**ABOUT THIS EXERCISE**
In your copy, include no images, and write out every entry below exactly as it stands.

Top of EXERCISE MATERIALS

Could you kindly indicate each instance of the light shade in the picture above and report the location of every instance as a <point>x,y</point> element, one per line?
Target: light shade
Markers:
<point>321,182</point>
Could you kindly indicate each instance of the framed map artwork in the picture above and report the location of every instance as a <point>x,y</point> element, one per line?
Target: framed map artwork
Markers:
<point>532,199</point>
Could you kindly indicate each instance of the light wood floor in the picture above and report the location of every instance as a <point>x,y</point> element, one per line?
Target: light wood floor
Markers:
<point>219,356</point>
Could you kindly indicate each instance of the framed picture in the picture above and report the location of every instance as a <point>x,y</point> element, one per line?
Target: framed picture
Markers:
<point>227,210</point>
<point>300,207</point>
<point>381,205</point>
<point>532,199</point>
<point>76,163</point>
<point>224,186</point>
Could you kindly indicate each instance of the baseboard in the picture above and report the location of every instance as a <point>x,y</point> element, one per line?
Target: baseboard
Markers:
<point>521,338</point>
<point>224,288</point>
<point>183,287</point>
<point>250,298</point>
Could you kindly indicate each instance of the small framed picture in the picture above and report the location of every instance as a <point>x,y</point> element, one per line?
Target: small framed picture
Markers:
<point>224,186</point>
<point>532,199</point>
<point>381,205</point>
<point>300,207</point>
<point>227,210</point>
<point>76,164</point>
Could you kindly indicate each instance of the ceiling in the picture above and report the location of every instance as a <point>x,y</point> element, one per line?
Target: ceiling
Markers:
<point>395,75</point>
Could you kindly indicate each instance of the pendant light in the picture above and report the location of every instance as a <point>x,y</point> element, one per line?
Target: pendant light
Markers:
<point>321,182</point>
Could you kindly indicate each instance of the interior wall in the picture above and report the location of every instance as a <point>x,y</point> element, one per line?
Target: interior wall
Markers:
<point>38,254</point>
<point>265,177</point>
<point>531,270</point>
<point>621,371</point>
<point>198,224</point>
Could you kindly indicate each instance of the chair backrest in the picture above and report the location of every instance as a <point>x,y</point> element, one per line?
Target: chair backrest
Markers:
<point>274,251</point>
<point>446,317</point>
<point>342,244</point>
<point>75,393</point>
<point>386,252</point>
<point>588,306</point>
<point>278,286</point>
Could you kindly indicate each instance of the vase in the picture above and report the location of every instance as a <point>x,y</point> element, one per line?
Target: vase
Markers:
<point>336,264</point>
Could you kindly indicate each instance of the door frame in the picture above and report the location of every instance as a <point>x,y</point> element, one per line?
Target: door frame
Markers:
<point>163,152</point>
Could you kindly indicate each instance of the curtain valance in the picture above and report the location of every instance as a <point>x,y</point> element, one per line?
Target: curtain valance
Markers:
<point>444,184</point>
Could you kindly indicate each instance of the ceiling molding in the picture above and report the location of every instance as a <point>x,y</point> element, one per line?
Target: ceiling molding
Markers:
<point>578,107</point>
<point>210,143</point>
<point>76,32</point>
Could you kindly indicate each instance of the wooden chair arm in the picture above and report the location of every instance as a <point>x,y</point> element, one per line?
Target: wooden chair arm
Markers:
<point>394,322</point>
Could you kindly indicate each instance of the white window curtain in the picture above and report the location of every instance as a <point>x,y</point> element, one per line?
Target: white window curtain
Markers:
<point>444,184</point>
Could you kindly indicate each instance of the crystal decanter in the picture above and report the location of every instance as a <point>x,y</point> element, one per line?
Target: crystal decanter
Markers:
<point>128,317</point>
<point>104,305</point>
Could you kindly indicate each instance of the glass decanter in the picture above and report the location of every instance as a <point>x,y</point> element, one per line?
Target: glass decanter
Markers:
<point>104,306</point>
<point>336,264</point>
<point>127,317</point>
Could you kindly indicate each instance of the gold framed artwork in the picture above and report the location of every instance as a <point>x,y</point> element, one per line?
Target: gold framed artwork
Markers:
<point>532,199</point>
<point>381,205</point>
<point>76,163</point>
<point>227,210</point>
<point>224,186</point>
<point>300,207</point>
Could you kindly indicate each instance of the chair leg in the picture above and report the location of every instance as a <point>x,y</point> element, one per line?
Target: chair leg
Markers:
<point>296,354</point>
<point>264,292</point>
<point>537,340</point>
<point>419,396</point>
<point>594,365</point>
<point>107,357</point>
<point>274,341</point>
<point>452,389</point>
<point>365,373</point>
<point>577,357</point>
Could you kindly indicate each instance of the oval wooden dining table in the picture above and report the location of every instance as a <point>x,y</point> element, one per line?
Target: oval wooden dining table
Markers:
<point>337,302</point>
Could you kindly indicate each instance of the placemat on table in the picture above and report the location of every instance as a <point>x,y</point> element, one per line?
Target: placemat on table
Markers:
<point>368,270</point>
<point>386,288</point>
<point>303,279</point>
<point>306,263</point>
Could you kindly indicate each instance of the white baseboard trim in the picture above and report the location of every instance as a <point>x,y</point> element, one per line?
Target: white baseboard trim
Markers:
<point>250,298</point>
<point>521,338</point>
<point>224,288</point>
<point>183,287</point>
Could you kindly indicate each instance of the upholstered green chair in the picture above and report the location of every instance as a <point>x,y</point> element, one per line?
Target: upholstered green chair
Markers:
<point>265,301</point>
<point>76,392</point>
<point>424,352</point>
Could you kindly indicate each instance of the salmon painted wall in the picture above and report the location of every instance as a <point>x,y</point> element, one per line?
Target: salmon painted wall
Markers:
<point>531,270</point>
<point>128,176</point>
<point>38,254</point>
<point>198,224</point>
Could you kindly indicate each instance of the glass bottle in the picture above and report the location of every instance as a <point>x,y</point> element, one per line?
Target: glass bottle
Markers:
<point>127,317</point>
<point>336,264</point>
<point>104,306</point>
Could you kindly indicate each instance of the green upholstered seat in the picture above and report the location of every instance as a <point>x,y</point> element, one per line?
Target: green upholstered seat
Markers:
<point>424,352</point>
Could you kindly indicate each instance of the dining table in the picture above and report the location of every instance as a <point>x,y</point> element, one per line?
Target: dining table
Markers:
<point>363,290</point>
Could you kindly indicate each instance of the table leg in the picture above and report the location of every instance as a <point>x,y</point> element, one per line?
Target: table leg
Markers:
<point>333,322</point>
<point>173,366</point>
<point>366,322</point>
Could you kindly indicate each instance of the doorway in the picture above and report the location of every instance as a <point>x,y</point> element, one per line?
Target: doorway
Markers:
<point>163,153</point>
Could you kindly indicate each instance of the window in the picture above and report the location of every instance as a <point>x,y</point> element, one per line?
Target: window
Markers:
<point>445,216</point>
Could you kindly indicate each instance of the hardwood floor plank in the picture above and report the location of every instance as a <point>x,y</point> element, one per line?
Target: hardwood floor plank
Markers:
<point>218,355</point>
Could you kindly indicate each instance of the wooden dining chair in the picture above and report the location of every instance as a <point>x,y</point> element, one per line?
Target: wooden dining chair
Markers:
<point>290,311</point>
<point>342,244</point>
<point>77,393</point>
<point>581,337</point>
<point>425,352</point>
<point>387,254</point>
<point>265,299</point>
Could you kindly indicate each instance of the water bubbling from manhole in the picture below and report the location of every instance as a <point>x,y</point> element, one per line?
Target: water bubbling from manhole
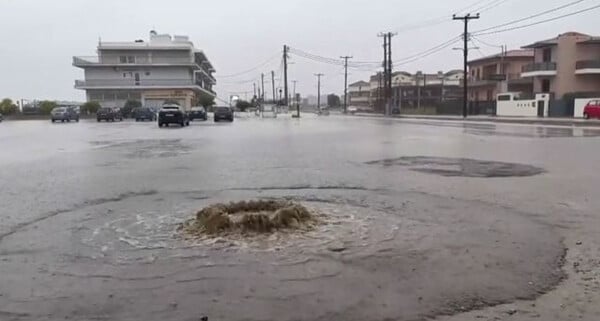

Bottom of EXERCISE MATERIALS

**OUTPUT FOR THIS TASK**
Could you kindly indicate each instance of the light shade in the picture above and report the location of every instance as a <point>x,y</point> element, one per line?
Target: light shade
Markers:
<point>321,182</point>
Could you kindly indicate each instance of the framed map artwork in the picture above and report the location of every instance as a <point>x,y</point> element, one per line?
Target: framed map artwork
Markers:
<point>532,199</point>
Could you kindly indicate each instance of the light wood floor in the picture above and report the location of every instance as a <point>x,y</point> element, one per line?
Target: light wood floor
Markers:
<point>219,356</point>
Could you kindly indicate each instance of the framed picture in the picture above and report the location of every instance as a <point>x,y</point> element, one per line?
Target: framed picture
Markers:
<point>227,210</point>
<point>300,207</point>
<point>381,205</point>
<point>532,199</point>
<point>76,163</point>
<point>224,186</point>
Could you kindly indicate each instance of the baseboard in the picture above and report the location of every instance as a <point>x,y</point> element, one per line?
Target: baseboard
Markers:
<point>521,338</point>
<point>224,288</point>
<point>183,287</point>
<point>250,298</point>
Could you kindly indicate each instance of the small framed picture in the picture above and report the location of every instance as a <point>x,y</point> element, one per line?
Target: small framed picture
Markers:
<point>224,186</point>
<point>532,199</point>
<point>381,205</point>
<point>300,207</point>
<point>227,210</point>
<point>76,164</point>
Could you kindly indicate each instance of the ceiling in the picture above and report the location of every instance as a <point>x,y</point> element, one per line?
Target: ceiling
Markers:
<point>395,75</point>
Could you kindly indicate each instance of the pendant light in the picture above and report the location of every instance as a <point>x,y</point> element, one per line?
Target: pendant light
Markers:
<point>321,182</point>
Could you kindly indicate each instance of the interior wall in the picture above and report the location of every instance as a <point>x,y</point> element, one per line?
Target: interior wall
Markers:
<point>38,254</point>
<point>265,177</point>
<point>531,270</point>
<point>621,371</point>
<point>198,224</point>
Could you kindly indicate each instance of the chair backrest in the picture above and report the location of every instance as a <point>x,y</point> element, one per line?
Target: chair backrest
Markers:
<point>274,251</point>
<point>446,317</point>
<point>342,244</point>
<point>75,393</point>
<point>386,252</point>
<point>588,306</point>
<point>278,286</point>
Could you kindly indicate each instance of the vase in the picture above and report the location of every instance as a <point>x,y</point> element, one per line?
Target: vase
Markers:
<point>336,264</point>
Could you kindly indicate each instance of the door frame in the picture above and report the location of every instance as a <point>x,y</point> element, one per line?
Target: door frame
Markers:
<point>163,152</point>
Could you kindly indicate each instance of the curtain valance in the picture above and report the location of every instance as a <point>x,y</point> element, one per line?
Target: curtain valance
Markers:
<point>444,184</point>
Could you kindly indicate each instance of the ceiling molding in the picture above and report the location of every instance as a <point>x,y</point> element, one per line?
Target: ceiling molding
Markers:
<point>578,107</point>
<point>210,143</point>
<point>76,32</point>
Could you kindly indicate each instance of the wooden chair arm in the picture above and report the location of every instance as a <point>x,y</point> element, one per line?
Target: wooden chair arm
Markers:
<point>394,322</point>
Could you kindly indicate each instance of the white window curtain in the picture above and report the location of every instance as a <point>x,y</point> element, one per line?
Target: white window curtain
Markers:
<point>444,184</point>
Could you kindly indicate each instance of the crystal decanter in the picture above and report the location of every instance as a <point>x,y</point> element, one per line?
Target: crystal decanter
Markers:
<point>128,317</point>
<point>104,305</point>
Could you kindly indicate each instance of the glass decanter in the picture above and report the location of every instance as a <point>x,y</point> element, one per line?
Target: glass decanter
Markers:
<point>104,306</point>
<point>336,264</point>
<point>127,317</point>
Could you kindly indicate each instance of the gold framed artwork in the picture above and report the location of every instance as a <point>x,y</point> element, one per line?
Target: gold framed artwork
Markers:
<point>532,199</point>
<point>381,205</point>
<point>76,163</point>
<point>227,210</point>
<point>224,186</point>
<point>300,207</point>
Could you kindly indicate each instance of the chair leg in the picture above and report the location of every instance as a <point>x,y</point> element, one per line?
Target: chair leg
Markers:
<point>296,354</point>
<point>264,292</point>
<point>537,340</point>
<point>419,396</point>
<point>594,365</point>
<point>107,357</point>
<point>274,341</point>
<point>452,389</point>
<point>365,373</point>
<point>577,357</point>
Could you kindly indicate each instance of the oval wooden dining table in the picture above and report the location of every instance as a <point>x,y</point> element, one per line?
Target: oval wooden dining table
Markers:
<point>337,302</point>
Could you kindly indicate each instance of the placemat on table in the picture above and report the location of every instance as a <point>x,y</point> element, one per line?
Target: placemat on table
Markers:
<point>368,270</point>
<point>386,288</point>
<point>303,279</point>
<point>306,263</point>
Could you kindly indicate each instance of the white baseboard trim in the picture above and report the location of every instance as a <point>x,y</point> element, one per line?
Target: white baseboard trim
Markers:
<point>250,298</point>
<point>521,338</point>
<point>224,288</point>
<point>183,287</point>
Could you kindly indicate each instance of the upholstered green chair in the picture above and report the location of every instance as a <point>x,y</point> element, one per line?
Target: upholstered green chair
Markers:
<point>265,301</point>
<point>76,392</point>
<point>424,352</point>
Could you kindly indicate each instance of the salmon painted wall in the picture above and report the location of every instance as a <point>x,y</point> element, one per line?
Target: salmon painted wall
Markers:
<point>531,270</point>
<point>128,176</point>
<point>38,254</point>
<point>198,224</point>
Could you kindly indicate each instance of the glass bottle in the picture above and report the location of every instance as a <point>x,y</point> element, one per line?
Target: glass bottle
Markers:
<point>127,317</point>
<point>336,264</point>
<point>104,306</point>
Could you kindly indicate each instance of the green upholstered seat in the picture above and report the location of every instance as a <point>x,y</point> element, one per line?
Target: green upholstered seat
Markers:
<point>424,352</point>
Could you kindly indicate each instance of the dining table in the picture above and report the location of every instance as a <point>x,y</point> element, one per line?
Target: dining table
Markers:
<point>363,290</point>
Could you kindly indicate each instance of the table leg in the picture above and report the location of every instance as a <point>x,y</point> element, one per line?
Target: table leg
Markers:
<point>333,322</point>
<point>173,366</point>
<point>366,322</point>
Could you kindly indicate each instance of the doorway in the picture above and report the location of every instance as a <point>x,y</point> element, one per line?
Target: doorway
Markers:
<point>163,153</point>
Could you kindly indicate each instance of the window in the picture above and report the location of every instance as a <point>x,y</point> element, one per line?
Target: window
Markers:
<point>445,216</point>
Could you kindly indicate each instance of the hardwood floor plank in the picture above and report the location of every instance as a <point>x,y</point> element, one per line?
Target: hardwood floor plank
Markers:
<point>218,355</point>
Could you kindly indicate each instance of the wooden dining chair in the picture above and report the location of every instance as a <point>x,y</point> element, one per line?
Target: wooden dining chair
Markers:
<point>290,311</point>
<point>342,244</point>
<point>77,393</point>
<point>581,337</point>
<point>425,352</point>
<point>387,254</point>
<point>265,299</point>
Could you kindly indicate each instance of the water bubbling from manhole in the picture below and report the location of every instance as a <point>x,y</point> element, one per line?
Target: water bubbling from manhole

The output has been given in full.